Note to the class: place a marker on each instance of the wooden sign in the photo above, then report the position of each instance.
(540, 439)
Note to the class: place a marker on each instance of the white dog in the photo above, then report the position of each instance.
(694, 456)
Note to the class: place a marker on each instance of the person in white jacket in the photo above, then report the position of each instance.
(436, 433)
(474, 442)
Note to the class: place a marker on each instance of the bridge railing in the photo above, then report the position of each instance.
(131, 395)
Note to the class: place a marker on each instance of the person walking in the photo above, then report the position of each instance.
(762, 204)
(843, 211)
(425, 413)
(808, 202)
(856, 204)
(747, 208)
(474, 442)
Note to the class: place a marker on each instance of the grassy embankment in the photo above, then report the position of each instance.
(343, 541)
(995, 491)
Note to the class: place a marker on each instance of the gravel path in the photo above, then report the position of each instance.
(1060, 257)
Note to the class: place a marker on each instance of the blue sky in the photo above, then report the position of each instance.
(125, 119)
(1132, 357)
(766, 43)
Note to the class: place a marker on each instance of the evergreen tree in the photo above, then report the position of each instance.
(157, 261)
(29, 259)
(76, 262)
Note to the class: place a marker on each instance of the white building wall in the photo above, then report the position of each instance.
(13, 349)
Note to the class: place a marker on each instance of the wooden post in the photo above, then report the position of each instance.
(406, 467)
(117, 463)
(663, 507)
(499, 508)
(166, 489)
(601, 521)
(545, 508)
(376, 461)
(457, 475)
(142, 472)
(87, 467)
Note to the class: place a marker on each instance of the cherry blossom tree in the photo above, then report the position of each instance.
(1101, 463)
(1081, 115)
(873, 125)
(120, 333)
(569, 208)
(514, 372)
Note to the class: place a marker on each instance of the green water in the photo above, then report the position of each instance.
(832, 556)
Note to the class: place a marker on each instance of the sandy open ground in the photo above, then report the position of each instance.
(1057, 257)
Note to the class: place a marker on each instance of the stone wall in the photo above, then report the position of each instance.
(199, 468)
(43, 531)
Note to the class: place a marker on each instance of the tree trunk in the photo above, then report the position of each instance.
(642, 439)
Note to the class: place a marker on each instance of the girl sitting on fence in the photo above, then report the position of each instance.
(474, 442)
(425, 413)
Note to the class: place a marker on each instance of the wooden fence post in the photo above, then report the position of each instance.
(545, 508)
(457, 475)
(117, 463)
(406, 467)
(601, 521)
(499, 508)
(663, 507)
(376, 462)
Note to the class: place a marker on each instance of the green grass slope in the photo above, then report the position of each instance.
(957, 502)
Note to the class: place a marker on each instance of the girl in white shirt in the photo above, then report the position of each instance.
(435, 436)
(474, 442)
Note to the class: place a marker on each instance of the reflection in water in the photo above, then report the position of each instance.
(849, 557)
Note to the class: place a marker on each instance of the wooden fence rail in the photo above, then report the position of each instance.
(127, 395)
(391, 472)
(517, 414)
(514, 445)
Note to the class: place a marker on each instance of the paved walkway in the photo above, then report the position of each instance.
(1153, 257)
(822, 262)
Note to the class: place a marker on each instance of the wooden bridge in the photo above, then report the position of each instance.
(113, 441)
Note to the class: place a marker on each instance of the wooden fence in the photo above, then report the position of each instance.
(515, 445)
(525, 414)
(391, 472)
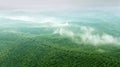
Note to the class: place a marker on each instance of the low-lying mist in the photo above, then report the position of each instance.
(85, 29)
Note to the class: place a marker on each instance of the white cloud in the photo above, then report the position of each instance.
(87, 36)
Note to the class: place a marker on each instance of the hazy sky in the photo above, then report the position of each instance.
(59, 4)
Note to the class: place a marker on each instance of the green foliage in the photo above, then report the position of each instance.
(54, 51)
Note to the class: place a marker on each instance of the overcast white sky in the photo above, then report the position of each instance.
(58, 4)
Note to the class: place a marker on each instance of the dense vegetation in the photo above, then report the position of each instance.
(54, 51)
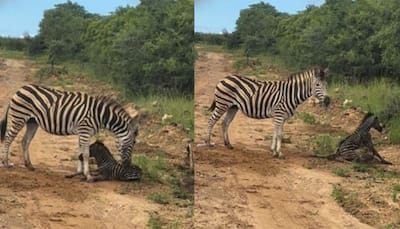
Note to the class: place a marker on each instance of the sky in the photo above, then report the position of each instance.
(19, 17)
(213, 16)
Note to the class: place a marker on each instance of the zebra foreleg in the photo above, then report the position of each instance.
(225, 125)
(31, 128)
(17, 125)
(277, 140)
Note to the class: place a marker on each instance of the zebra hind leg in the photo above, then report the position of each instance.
(218, 112)
(31, 128)
(230, 114)
(16, 126)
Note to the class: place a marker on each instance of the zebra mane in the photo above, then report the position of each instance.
(366, 116)
(316, 71)
(107, 100)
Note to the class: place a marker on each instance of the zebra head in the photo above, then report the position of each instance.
(319, 87)
(372, 121)
(130, 173)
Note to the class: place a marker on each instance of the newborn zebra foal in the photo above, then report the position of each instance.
(108, 168)
(361, 138)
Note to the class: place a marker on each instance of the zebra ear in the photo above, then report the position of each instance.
(326, 70)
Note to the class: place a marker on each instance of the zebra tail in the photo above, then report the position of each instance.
(3, 125)
(212, 107)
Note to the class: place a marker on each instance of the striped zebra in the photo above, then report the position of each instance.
(65, 113)
(360, 138)
(265, 99)
(108, 167)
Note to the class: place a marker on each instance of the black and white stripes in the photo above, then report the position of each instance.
(265, 99)
(360, 138)
(65, 113)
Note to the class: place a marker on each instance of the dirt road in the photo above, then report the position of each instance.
(45, 199)
(246, 187)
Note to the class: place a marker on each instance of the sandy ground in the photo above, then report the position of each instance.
(246, 187)
(44, 198)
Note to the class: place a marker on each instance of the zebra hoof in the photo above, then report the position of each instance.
(6, 165)
(30, 167)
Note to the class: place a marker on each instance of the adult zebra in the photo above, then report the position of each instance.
(265, 99)
(65, 113)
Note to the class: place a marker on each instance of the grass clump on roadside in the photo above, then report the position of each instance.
(154, 168)
(342, 172)
(177, 109)
(379, 96)
(308, 118)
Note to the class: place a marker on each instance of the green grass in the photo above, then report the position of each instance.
(361, 167)
(211, 48)
(394, 133)
(379, 96)
(342, 172)
(372, 96)
(308, 118)
(154, 168)
(160, 198)
(396, 190)
(325, 144)
(155, 222)
(181, 109)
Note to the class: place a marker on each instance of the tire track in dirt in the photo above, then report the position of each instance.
(246, 187)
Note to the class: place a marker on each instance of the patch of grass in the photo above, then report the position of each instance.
(396, 190)
(181, 109)
(12, 54)
(308, 118)
(380, 96)
(394, 133)
(154, 168)
(182, 189)
(361, 167)
(211, 48)
(325, 145)
(348, 200)
(160, 198)
(342, 172)
(155, 222)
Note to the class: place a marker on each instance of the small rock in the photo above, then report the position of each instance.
(166, 117)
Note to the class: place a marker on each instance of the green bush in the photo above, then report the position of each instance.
(325, 145)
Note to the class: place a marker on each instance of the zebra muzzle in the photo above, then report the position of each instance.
(326, 101)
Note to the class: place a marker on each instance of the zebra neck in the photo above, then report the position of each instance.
(303, 88)
(365, 126)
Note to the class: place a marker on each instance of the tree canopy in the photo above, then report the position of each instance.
(354, 38)
(146, 49)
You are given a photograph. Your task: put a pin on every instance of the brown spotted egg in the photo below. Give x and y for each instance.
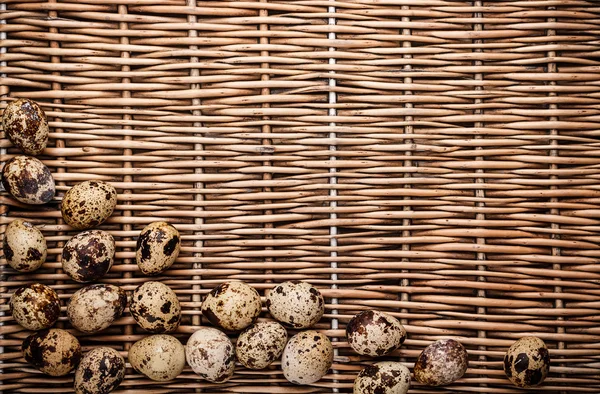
(28, 180)
(26, 126)
(157, 248)
(441, 363)
(94, 308)
(100, 371)
(260, 344)
(527, 362)
(210, 354)
(35, 306)
(159, 357)
(296, 304)
(374, 333)
(155, 307)
(88, 204)
(24, 246)
(88, 256)
(232, 306)
(307, 357)
(54, 351)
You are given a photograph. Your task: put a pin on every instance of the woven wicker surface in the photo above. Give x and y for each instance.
(435, 159)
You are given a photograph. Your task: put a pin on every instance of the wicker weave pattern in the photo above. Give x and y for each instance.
(449, 145)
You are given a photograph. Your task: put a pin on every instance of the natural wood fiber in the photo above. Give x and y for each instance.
(436, 159)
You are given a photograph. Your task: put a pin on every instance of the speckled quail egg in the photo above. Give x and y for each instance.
(155, 307)
(296, 304)
(374, 333)
(26, 126)
(527, 362)
(53, 351)
(28, 180)
(441, 363)
(159, 357)
(100, 371)
(232, 306)
(35, 306)
(307, 357)
(383, 378)
(260, 344)
(157, 248)
(88, 256)
(210, 354)
(24, 246)
(88, 204)
(94, 308)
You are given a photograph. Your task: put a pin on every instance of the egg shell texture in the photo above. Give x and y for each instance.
(26, 126)
(24, 246)
(159, 357)
(54, 351)
(307, 357)
(88, 256)
(88, 204)
(296, 304)
(527, 362)
(28, 180)
(95, 307)
(157, 248)
(100, 371)
(35, 306)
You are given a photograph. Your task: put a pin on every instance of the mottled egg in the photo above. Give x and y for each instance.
(383, 378)
(24, 246)
(157, 248)
(35, 306)
(54, 351)
(26, 126)
(88, 256)
(232, 306)
(28, 180)
(441, 363)
(527, 362)
(374, 333)
(155, 307)
(296, 304)
(260, 344)
(307, 357)
(88, 204)
(100, 371)
(159, 357)
(94, 308)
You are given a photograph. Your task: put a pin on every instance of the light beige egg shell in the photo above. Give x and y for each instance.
(232, 306)
(374, 333)
(383, 378)
(441, 363)
(101, 371)
(260, 344)
(88, 204)
(527, 362)
(28, 180)
(54, 351)
(26, 126)
(24, 246)
(157, 248)
(307, 357)
(88, 256)
(159, 357)
(155, 307)
(296, 304)
(35, 306)
(95, 307)
(210, 354)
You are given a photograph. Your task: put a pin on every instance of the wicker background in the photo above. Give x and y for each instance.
(437, 159)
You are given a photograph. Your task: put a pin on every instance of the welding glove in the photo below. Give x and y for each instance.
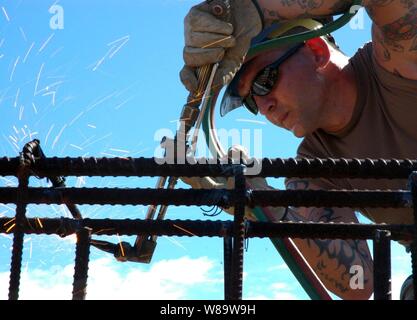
(256, 183)
(209, 40)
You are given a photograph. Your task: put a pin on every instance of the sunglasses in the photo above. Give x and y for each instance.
(265, 80)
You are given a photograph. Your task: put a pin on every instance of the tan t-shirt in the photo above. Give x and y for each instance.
(384, 125)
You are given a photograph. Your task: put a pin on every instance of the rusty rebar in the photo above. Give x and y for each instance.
(66, 226)
(238, 234)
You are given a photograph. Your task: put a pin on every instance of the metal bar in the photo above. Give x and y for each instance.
(382, 265)
(227, 251)
(413, 246)
(219, 197)
(238, 234)
(17, 250)
(313, 168)
(302, 230)
(82, 255)
(114, 196)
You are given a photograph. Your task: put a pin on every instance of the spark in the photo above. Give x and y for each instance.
(37, 79)
(119, 150)
(53, 96)
(216, 42)
(13, 138)
(31, 134)
(76, 118)
(58, 136)
(27, 53)
(46, 43)
(6, 206)
(5, 14)
(49, 132)
(14, 68)
(23, 34)
(99, 139)
(112, 51)
(251, 121)
(11, 227)
(184, 230)
(126, 89)
(16, 97)
(75, 146)
(121, 246)
(22, 108)
(34, 108)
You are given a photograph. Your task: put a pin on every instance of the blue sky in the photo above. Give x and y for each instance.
(107, 85)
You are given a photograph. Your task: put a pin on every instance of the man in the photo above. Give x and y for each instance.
(362, 107)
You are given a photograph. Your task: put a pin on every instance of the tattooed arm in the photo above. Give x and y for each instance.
(332, 260)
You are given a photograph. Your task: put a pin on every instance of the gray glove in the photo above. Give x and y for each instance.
(221, 183)
(209, 40)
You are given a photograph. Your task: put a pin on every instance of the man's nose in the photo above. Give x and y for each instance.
(266, 105)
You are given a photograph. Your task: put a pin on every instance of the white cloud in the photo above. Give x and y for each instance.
(166, 279)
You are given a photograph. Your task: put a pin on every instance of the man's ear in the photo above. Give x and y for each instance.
(321, 51)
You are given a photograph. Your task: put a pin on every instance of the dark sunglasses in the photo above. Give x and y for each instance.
(265, 80)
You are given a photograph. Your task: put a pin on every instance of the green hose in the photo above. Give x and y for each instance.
(285, 40)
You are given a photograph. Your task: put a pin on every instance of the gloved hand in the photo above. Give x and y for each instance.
(223, 183)
(209, 40)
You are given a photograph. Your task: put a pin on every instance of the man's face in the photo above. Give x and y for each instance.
(296, 100)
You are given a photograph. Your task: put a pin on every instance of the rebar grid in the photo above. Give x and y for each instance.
(234, 232)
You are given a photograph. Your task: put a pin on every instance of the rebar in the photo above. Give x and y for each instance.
(299, 167)
(82, 256)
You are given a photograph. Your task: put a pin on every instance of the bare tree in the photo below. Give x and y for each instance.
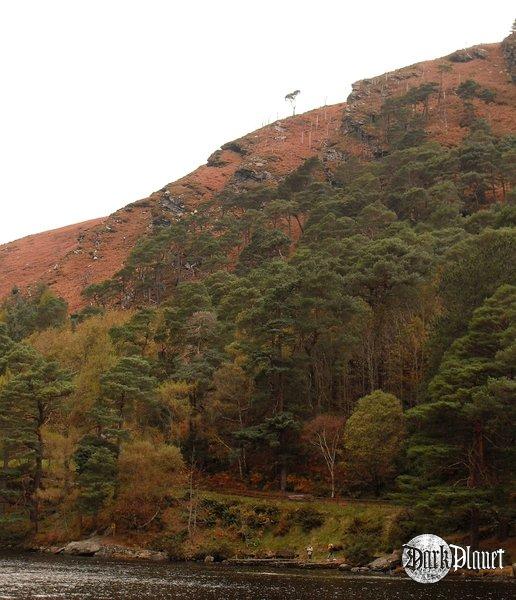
(325, 432)
(292, 99)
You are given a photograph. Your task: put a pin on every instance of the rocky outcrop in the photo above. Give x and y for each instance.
(386, 562)
(83, 547)
(98, 547)
(509, 53)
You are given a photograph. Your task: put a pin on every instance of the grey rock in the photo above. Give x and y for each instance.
(460, 56)
(386, 561)
(82, 548)
(480, 53)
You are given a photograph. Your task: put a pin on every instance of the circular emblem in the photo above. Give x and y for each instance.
(426, 558)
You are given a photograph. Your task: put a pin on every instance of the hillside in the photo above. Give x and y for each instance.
(70, 258)
(326, 308)
(73, 257)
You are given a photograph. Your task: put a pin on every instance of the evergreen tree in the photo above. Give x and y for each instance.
(28, 400)
(462, 448)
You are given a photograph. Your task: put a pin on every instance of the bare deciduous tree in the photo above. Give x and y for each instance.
(325, 433)
(292, 99)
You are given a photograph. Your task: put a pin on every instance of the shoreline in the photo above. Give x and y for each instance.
(132, 555)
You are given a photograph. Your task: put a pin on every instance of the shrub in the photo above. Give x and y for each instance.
(308, 518)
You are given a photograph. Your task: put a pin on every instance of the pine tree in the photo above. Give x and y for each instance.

=======

TASK PROMPT.
Starting at the line that holds "the bare tree", copy each line exactly through the end of the listing, both ends included. Leave the pictures out.

OUTPUT OF THE EXERCISE.
You are given a photograph. Your task: put a pin on every instance of the bare tree in the photo below. Give x and y for each instance.
(325, 432)
(292, 99)
You are given a photograph. Your task: put a pin on every instance of the rocky outcrop in the photo above. Give x and y for each instance.
(386, 562)
(83, 547)
(98, 547)
(509, 53)
You are given a photograph. Your task: put a pin on every instance of the grey rock in the photo above. Give x and y for each instance.
(460, 56)
(386, 561)
(82, 548)
(480, 53)
You are given a photograph. Your task: put a pin on every instance of the circular emblem in the photo above. Give x and y for each instance.
(426, 558)
You are given a photograph. Your task: put a pin on every instance of the hillside in the photo above. Give x and y for each instance.
(70, 258)
(326, 308)
(73, 257)
You are given a photograph. Your task: put a pin on every instance of the evergreen tree in the photo above. Give x and y for each instance.
(28, 400)
(462, 448)
You are given a photograph. Your task: put a pin on every instance of the bare deciduous tree in the photo above. Give x and y for each instance.
(325, 433)
(292, 99)
You are given a photograph. Your task: put a pin on every instance of the shoreline in the photo above. Give x and y for each instance.
(132, 555)
You are given a photograph. Your task: put a pin on every instance of the shrub in the photo above. Give x and y for each instance.
(308, 518)
You are given a photograph. Your task: put a pin on every instance of the pine tree in the photo above. Give x and y for each instance.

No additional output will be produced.